__DESCRIPTION OF THE TASK__
Report every line of the data where the string "building" appears.

# # #

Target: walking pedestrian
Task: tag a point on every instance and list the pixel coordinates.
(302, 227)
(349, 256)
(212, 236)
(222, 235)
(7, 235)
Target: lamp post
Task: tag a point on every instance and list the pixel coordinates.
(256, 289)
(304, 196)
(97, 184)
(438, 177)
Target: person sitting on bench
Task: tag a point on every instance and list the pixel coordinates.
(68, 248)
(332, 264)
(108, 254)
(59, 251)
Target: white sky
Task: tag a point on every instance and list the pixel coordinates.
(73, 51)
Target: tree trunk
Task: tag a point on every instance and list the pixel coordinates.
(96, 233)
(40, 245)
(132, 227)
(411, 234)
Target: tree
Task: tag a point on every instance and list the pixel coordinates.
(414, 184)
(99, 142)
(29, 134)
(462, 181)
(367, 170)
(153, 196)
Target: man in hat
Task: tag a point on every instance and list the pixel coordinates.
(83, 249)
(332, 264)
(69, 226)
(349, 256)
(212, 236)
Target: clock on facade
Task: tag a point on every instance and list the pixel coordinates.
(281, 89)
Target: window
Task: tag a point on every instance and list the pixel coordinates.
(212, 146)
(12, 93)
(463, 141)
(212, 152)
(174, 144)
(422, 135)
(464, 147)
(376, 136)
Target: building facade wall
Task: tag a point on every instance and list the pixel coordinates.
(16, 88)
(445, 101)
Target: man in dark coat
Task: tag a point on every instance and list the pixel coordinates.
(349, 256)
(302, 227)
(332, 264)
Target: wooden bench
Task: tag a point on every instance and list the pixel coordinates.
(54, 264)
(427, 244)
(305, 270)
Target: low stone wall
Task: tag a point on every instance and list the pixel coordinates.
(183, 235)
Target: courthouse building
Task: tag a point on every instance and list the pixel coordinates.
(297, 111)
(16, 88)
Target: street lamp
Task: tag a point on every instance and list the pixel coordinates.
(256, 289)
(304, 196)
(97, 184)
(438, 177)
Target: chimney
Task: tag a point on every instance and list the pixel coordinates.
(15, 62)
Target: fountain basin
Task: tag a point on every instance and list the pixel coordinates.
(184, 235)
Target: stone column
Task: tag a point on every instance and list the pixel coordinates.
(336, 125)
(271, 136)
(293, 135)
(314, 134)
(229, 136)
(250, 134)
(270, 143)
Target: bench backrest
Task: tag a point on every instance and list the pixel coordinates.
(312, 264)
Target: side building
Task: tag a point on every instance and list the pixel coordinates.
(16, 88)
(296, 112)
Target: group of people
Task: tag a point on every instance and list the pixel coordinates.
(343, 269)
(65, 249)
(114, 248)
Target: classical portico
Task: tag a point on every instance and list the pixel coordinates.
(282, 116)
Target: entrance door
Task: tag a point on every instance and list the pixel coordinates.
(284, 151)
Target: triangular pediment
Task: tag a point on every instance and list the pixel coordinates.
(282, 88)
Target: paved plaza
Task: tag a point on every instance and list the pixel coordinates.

# # #

__ANSWER SECTION__
Target: building facade wall
Target: courthouse building
Target: side building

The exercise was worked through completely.